*** Artikel
Es stimmt auch, daß Ostbelgien in wirtschaftlicher Hinsicht Nachteile erleidet, die zumindest zum Teil auf die mangelhaft durchgeführte Regionalisierung zurückzuführen sind. Doch ob unser Gebiet eines Tages in der Lage sein wird, beispielsweise größeren wirtschaftlichen Nutzen aus seinem Waldreichtum zu ziehen, hat etwas mit dem politischen Willen hinsichtlich der Durchsetzung eines Konzeptes zur sogenannten »eigenständigen Regionalentwicklung« zu tun. Das gilt für Ostbelgien genauso wie etwa für die noch »unterentwickeltere« Provinz Luxemburg, deren Bevölkerung französischsprachig ist, bis auf die im »Areler Land« natürlich, die ist nämlich »stumm« (siehe Grenz-Echo). Die Frage ist: was hat wirtschaftliches Denken mit ethnischer Zugehörigkeit zu tun? Nichts, aber auch gar nichts, es sei denn, im Falle von Weisheiten à la »die Deutschen sind fleißig, die Welsche sind faul«.

Du lieber Himmel, wollte man in allen Zweifelsfällen die politische Praxis - und das gilt für alle Länder - mit den jeweiligen Verfassungsbestimmungen konfrontieren und gegebenenfalls als Völkerrechts verletzend entlarven, es ergäbe sich gewiß eine lange Liste von unschönen Praktiken, gegen die sich die angeblichen wallonischen Assimilierungsversuche wahrlich wie ein Kavaliersdelikt ausnehmen würden: Berufsverbot in der BRD, Abschiebung von Ausländern in Belgien, vom Recht auf Arbeit ganz zu schweigen.
******
*** Datensatzabschnitt
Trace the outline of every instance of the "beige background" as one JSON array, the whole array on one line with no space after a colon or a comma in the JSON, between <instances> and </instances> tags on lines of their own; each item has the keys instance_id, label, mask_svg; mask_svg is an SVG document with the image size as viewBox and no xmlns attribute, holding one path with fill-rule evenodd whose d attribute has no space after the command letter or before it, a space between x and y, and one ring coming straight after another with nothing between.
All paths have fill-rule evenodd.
******
Führe bitte den Artikel über Ostbelgien im Anschluss an seinen letzten Satz weiter. Das Material hat mit dem Artikel nichts zu tun.

• _Antwort zur Übung_
Die Minderheiten-schützer vom Volksgruppenrat wollen die absolute, die vollkommene Autonomie, unter Berufung auf die ethnische Zugehörigkeit. Bitte sehr. Man kann auch absolute soziale Gerechtigkeit wollen, unter Berufung auf die christliche Lehre oder den dialektischen Materialismus. Wer dafür mit der gleichen Verbissenheit einträte wie der Volksgruppenrat fürs bedrohte Deutschtum, würde wahrscheinlich - und leider Gottes - als hoffnungsloser Spinner und Weltverbesserer belacht.
Sie entblöden sich nicht, den Wallonen »kulturellen Kolonialismus« vorzuwerfen. Nicht nur, daß die Wallonen derzeit möglicherweise andere Probleme haben, als die Ostbelgier zum Franzosentum zu bekehren, es schreit geradezu zum Himmel, im Zusammenhang mit Abkommen und Gesetzen, die auf politischen Verhandlungen beruhen, einen Begriff zu verwenden, der nichts anderes bezeichnet als die wirtschaftliche, soziale und kulturelle Unterdrückung vermeintlich unzivilisierter Völker durch die kulturträchtigen abendländischen Nationen.

Die »armen Schwarzen« dürfen - heute noch, und auch von Deutschen - »assimiliert« werden bis zum Geht-nicht-mehr. Darüber, was jene Verfechter des Deutschtums dazu sagen würden, wenn etwa Türken oder Marokkaner in der BRD die kulturelle, politische und soziale Gleichberechtigung forderten - und das hat wirklich mit Völkerrecht zu tun - kann man nur Vermutungen anstellen. Aber hier handelt es sich ja nur um die gezwungenermaßen importierte Ware Arbeitskraft. Was hat das schon mit Kultur zu tun...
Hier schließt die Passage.